(Dataset excerpts)

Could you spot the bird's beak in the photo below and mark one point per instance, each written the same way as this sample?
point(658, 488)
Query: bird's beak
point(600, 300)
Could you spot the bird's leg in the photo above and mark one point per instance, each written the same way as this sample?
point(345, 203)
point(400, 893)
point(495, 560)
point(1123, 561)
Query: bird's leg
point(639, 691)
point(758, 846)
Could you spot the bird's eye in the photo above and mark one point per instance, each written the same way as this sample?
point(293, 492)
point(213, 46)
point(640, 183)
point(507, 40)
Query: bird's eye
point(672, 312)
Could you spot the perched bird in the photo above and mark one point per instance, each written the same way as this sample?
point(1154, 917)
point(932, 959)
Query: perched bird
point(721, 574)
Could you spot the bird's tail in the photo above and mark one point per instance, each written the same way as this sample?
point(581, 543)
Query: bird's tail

Problem statement:
Could you give the data above again, exact in every line?

Answer section:
Could you spot the bird's beak in the photo below and mark one point per instance, each written the same way as this sample?
point(658, 488)
Query: bird's beak
point(600, 300)
Could you spot the bird's leg in the photo above and mark one point per instance, each written the same way as this sample?
point(345, 203)
point(400, 893)
point(495, 560)
point(1123, 561)
Query: bird's leg
point(639, 691)
point(758, 846)
Could you spot the bird's eye in the photo above and mark one point per instance, each written the same way as this sample?
point(293, 492)
point(213, 46)
point(640, 183)
point(507, 40)
Query: bird's eye
point(672, 312)
Could you spot the perched bird in the photo above and mark one point per instance, each written the same way as this sample?
point(1154, 917)
point(932, 959)
Query: perched bird
point(721, 574)
Could you spot the bird's tail in the photo above and mark one point per instance, each written the same way as this sample?
point(581, 543)
Query: bird's tail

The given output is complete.